Which lines run from the one containing "In this picture, where can the black glove" to the end of the records? Write them out exactly, both ends included, and nothing else.
[The input — start]
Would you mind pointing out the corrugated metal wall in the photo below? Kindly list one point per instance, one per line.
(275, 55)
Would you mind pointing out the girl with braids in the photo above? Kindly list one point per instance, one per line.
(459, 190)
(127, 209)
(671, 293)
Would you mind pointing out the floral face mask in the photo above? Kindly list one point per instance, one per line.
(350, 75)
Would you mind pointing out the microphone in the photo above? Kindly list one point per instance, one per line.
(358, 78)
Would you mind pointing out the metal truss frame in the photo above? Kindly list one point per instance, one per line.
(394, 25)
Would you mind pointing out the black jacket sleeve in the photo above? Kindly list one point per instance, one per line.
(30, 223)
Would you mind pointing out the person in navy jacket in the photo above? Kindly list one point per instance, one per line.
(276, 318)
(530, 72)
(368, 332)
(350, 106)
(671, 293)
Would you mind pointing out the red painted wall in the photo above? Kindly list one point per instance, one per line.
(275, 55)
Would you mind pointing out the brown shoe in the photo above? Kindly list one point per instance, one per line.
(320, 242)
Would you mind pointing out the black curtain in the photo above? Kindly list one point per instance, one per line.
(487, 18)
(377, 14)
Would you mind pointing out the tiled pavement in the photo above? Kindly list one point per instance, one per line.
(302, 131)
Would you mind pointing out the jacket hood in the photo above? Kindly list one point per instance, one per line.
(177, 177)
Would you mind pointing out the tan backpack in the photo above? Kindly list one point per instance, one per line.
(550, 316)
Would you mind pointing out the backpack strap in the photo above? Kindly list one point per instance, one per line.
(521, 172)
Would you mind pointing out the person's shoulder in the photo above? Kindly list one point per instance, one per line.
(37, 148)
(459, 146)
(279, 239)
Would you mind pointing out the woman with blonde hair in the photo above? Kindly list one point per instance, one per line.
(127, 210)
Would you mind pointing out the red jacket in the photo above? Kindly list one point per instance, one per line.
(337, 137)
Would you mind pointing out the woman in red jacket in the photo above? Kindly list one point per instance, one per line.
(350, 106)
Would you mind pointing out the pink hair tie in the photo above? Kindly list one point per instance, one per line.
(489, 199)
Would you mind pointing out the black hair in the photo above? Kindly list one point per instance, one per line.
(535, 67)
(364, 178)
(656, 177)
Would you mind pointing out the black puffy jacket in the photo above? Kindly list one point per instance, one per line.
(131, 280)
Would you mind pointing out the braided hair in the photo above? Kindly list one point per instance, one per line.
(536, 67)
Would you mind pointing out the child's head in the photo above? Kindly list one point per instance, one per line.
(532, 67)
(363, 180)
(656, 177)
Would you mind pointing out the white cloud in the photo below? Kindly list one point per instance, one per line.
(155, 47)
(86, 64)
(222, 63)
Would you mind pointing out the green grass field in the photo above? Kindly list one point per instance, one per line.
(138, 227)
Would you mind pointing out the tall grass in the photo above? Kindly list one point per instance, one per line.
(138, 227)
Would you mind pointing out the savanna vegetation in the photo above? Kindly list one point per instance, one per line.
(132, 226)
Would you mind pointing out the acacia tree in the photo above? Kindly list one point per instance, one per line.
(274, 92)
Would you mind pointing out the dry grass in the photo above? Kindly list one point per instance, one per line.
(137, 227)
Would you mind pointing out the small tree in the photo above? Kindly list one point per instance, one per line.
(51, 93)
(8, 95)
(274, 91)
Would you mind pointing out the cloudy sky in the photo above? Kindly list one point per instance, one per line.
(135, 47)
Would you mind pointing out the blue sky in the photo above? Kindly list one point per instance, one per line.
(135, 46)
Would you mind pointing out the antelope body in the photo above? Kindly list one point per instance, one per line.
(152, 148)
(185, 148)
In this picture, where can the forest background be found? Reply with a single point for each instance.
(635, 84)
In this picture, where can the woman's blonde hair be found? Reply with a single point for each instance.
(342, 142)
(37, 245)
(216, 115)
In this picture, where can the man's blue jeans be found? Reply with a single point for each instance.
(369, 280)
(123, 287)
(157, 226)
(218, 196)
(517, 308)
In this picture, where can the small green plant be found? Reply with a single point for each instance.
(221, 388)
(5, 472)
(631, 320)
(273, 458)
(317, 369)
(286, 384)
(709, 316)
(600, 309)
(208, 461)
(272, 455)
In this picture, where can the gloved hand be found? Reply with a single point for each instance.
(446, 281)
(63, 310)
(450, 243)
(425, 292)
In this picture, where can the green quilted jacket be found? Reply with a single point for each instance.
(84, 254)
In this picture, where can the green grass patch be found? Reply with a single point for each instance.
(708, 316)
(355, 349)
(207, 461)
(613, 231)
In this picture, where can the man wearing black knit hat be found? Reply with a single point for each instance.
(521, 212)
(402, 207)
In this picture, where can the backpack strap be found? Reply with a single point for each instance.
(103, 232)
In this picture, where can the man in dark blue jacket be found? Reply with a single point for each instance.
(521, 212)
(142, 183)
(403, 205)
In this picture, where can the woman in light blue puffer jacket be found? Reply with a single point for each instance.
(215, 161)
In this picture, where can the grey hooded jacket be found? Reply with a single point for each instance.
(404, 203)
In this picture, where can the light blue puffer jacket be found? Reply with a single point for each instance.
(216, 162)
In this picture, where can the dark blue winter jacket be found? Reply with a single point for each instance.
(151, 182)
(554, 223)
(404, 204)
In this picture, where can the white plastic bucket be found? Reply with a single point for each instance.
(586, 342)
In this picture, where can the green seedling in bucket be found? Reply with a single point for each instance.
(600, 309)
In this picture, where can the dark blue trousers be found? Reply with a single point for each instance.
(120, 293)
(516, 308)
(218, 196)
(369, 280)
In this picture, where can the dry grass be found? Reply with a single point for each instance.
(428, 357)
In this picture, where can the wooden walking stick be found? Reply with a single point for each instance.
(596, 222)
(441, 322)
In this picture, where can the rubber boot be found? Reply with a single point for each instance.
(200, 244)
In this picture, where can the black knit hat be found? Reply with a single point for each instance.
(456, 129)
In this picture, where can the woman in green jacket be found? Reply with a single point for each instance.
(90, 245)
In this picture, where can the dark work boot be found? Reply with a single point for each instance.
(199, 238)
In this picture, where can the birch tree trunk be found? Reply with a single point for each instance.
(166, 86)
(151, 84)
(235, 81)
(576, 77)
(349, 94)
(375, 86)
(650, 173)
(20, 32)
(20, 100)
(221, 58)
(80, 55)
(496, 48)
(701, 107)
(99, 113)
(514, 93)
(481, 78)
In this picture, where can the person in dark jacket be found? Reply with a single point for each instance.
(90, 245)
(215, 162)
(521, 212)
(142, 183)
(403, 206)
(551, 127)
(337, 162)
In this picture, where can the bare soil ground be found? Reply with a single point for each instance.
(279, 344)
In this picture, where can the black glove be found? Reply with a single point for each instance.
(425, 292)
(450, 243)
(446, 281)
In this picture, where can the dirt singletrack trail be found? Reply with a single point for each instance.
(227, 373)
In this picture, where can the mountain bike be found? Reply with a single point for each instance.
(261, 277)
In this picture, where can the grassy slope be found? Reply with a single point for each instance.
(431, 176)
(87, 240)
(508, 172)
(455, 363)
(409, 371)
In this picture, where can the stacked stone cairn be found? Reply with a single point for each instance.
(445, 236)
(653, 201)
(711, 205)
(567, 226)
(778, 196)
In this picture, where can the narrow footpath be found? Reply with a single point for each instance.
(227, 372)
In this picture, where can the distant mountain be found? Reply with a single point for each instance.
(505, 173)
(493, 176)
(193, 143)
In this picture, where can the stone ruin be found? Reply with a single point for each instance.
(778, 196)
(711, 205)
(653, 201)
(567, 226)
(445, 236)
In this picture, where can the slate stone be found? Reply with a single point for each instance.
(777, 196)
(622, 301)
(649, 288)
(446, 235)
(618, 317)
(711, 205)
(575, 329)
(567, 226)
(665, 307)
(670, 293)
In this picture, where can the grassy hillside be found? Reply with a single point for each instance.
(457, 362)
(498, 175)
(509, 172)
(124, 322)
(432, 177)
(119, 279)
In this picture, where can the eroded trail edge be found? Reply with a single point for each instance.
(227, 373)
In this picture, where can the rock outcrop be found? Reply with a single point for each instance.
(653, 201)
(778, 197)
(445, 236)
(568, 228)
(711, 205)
[The input — finish]
Problem solution
In this picture, where can the black glove be found? Reply with a single point for each instance.
(425, 292)
(450, 243)
(446, 281)
In this picture, where can the dirt singletrack trail be found? Reply with a single point for each instance.
(227, 373)
In this picture, where can the mountain bike be found? Reply with a single point for each instance.
(261, 277)
In this picture, where can the grassy slope be found? Reply with a single point for each instance.
(431, 176)
(87, 240)
(508, 172)
(455, 363)
(409, 371)
In this picture, where can the stacked stone cairn be found? Reply with a single point for each instance.
(445, 236)
(653, 201)
(711, 205)
(567, 226)
(778, 196)
In this picture, where can the narrow footpath be found? Reply with a single point for each instance.
(227, 372)
In this picture, where can the distant mountain be found? Reply with a single point for each instance.
(505, 173)
(493, 176)
(193, 143)
In this picture, where can the stone ruin be found? Reply with a single point for each instance.
(778, 196)
(711, 205)
(653, 201)
(567, 226)
(445, 236)
In this picture, where can the slate stone be found? Reply with a single point for each instance.
(777, 196)
(622, 301)
(649, 288)
(446, 235)
(618, 317)
(711, 205)
(575, 329)
(567, 226)
(665, 307)
(670, 293)
In this picture, where can the grassy hillside be found? Reply with a single point for each instance.
(457, 362)
(498, 175)
(509, 172)
(124, 322)
(432, 177)
(119, 279)
In this picture, where can the eroded trail edge be found? Reply with a single point for each instance.
(227, 373)
In this picture, where can the rock outcrop be found? Reply with a single point for each instance.
(653, 201)
(778, 197)
(445, 236)
(568, 228)
(711, 205)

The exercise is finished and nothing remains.